§ Supplied material:
━━━━━━━━━━━━━━━━━━━━

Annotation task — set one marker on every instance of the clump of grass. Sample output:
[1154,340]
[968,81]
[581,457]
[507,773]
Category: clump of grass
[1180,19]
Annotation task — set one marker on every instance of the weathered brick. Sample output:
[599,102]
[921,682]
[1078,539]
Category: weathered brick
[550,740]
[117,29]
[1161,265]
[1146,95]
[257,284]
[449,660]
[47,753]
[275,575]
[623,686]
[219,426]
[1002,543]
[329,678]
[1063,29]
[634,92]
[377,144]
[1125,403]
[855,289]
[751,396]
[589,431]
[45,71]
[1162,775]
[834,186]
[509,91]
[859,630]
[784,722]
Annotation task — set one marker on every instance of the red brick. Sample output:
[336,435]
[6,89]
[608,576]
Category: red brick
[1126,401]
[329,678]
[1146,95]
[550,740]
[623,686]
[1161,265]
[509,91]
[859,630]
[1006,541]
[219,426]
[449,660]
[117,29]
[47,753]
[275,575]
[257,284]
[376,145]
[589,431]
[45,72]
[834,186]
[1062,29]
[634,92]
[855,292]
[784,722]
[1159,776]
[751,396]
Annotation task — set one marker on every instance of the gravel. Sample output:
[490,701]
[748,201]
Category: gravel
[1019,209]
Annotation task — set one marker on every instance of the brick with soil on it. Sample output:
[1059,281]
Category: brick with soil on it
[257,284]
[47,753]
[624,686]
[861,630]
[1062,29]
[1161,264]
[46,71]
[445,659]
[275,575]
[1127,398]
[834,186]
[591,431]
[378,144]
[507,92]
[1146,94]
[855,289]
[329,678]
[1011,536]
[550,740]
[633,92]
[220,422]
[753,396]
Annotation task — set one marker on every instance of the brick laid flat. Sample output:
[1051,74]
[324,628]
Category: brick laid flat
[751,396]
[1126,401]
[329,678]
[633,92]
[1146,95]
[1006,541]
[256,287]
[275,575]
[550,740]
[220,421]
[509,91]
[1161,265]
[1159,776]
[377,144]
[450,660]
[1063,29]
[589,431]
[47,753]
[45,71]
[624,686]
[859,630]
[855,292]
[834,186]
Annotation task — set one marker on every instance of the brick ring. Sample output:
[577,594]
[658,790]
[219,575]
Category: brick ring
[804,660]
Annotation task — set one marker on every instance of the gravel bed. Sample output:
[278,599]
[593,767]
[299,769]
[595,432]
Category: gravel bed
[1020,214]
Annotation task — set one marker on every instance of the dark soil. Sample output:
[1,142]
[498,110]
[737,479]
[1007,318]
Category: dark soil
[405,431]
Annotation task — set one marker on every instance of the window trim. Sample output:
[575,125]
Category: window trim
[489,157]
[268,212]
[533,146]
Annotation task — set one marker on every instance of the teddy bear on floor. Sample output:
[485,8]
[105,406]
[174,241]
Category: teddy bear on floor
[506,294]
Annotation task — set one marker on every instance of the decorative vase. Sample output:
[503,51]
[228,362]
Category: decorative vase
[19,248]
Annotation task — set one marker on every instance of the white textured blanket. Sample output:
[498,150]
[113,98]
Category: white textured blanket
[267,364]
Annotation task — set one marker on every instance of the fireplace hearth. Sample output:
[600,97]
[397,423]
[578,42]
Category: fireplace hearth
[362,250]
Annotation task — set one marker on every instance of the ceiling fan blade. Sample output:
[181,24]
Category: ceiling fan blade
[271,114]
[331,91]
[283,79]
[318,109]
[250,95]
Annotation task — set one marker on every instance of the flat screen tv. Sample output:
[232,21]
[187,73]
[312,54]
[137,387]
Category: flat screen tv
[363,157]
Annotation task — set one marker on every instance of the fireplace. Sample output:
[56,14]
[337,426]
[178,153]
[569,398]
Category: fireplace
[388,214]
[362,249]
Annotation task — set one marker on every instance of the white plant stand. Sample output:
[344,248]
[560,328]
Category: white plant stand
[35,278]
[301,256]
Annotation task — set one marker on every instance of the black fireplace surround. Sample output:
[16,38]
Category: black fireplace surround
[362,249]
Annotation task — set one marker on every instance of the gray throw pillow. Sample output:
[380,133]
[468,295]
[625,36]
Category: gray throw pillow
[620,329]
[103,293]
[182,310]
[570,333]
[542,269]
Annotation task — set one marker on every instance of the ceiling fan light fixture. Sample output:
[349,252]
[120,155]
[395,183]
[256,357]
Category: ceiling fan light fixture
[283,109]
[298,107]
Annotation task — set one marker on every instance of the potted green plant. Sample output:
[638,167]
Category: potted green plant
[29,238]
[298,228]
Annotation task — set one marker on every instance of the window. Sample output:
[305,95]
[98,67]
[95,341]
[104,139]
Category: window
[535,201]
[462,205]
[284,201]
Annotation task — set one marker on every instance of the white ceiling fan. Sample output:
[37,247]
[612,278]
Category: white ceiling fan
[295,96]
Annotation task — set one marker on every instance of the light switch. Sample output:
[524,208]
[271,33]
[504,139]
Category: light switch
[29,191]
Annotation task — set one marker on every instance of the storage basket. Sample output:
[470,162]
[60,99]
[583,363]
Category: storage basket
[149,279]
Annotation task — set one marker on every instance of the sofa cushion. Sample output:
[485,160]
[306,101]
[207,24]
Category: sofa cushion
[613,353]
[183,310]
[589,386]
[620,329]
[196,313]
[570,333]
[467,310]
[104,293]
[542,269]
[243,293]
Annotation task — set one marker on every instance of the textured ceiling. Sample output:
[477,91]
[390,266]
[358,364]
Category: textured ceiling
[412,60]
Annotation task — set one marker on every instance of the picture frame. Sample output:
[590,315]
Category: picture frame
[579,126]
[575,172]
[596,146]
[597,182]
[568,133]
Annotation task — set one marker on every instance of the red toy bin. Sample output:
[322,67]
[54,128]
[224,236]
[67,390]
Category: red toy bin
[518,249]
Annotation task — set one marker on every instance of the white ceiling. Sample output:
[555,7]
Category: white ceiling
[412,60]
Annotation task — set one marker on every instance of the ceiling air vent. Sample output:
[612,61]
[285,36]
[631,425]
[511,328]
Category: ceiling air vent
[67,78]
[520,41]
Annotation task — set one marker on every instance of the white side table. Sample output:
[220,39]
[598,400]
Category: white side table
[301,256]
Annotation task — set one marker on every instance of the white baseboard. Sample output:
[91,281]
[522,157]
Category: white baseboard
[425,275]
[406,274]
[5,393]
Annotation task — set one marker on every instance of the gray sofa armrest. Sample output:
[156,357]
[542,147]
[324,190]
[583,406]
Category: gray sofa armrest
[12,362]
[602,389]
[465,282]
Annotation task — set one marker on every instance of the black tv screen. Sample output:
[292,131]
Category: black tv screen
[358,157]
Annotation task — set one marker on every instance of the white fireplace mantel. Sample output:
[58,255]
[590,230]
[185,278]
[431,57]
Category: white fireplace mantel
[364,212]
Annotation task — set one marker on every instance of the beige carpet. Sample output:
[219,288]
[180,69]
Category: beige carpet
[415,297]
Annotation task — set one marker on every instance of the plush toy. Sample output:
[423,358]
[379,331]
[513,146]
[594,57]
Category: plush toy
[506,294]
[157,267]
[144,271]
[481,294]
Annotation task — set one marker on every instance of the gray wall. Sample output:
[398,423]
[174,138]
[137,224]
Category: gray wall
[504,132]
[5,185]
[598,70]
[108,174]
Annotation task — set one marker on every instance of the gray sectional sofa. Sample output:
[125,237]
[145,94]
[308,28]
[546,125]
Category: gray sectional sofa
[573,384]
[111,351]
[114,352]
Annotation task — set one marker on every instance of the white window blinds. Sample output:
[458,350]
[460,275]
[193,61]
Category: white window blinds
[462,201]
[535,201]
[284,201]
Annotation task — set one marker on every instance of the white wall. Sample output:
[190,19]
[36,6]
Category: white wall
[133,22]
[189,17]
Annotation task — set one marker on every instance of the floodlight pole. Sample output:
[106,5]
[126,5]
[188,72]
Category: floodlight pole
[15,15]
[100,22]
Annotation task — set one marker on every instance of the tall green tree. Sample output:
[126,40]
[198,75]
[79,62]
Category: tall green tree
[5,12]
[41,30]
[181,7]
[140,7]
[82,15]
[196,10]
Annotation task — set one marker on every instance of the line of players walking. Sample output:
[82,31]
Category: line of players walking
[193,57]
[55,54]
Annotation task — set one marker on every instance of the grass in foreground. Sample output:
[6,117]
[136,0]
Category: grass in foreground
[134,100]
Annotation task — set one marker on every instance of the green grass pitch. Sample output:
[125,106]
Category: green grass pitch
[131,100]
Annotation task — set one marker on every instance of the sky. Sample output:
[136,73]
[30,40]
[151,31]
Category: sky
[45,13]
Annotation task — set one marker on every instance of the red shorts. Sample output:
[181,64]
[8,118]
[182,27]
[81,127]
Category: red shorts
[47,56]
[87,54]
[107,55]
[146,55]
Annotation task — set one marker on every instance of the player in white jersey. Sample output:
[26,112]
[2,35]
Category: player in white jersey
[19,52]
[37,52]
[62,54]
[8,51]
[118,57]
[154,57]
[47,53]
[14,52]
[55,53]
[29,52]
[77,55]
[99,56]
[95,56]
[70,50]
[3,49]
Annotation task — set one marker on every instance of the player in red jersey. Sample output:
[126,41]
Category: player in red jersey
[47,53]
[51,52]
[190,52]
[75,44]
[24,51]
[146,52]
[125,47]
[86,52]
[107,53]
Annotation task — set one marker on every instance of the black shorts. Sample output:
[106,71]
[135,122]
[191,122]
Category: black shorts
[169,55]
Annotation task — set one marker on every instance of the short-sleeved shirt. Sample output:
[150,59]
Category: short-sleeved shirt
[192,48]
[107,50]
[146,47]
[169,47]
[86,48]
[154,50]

━━━━━━━━━━━━━━━━━━━━

§ About this task:
Send back, unchanged, every line of the records from the one with "Category: line of players walking" through the last.

§ Answer section:
Category: line of players walking
[193,57]
[55,54]
Annotation task — set one marker on every instance of the grass in foreground. Sample output:
[6,117]
[136,0]
Category: grass in foreground
[134,100]
Annotation task — set one marker on every instance of the green grass pitch. Sample output:
[125,106]
Category: green grass pitch
[131,100]
Annotation task — set one marker on every instance of the sky. Sample output:
[136,73]
[30,40]
[151,31]
Category: sky
[45,13]
Annotation task — set one marker on every instance of the red shorts. Sample output:
[181,64]
[8,118]
[182,27]
[81,127]
Category: red shorts
[47,56]
[87,54]
[107,55]
[146,55]
Annotation task — set one marker on every instance of the player in white jersey. Sample output:
[26,112]
[2,35]
Category: player in white jersey
[19,52]
[37,52]
[62,54]
[8,51]
[118,57]
[154,57]
[47,53]
[14,52]
[55,53]
[29,52]
[77,55]
[99,56]
[95,56]
[70,50]
[3,49]
Annotation task — set one marker on every instance of the player in red jersey. Sample output:
[126,41]
Category: player in red jersey
[47,53]
[51,52]
[190,52]
[75,44]
[24,51]
[146,52]
[125,47]
[86,52]
[107,53]
Annotation task — set one marker on every instance of the black shorts. Sample output:
[106,71]
[135,122]
[191,122]
Category: black shorts
[169,55]
Annotation task — set one marker on every instance of the short-sleeved shirt. Sample output:
[150,59]
Category: short-sleeved shirt
[192,48]
[107,50]
[146,47]
[169,47]
[86,48]
[154,50]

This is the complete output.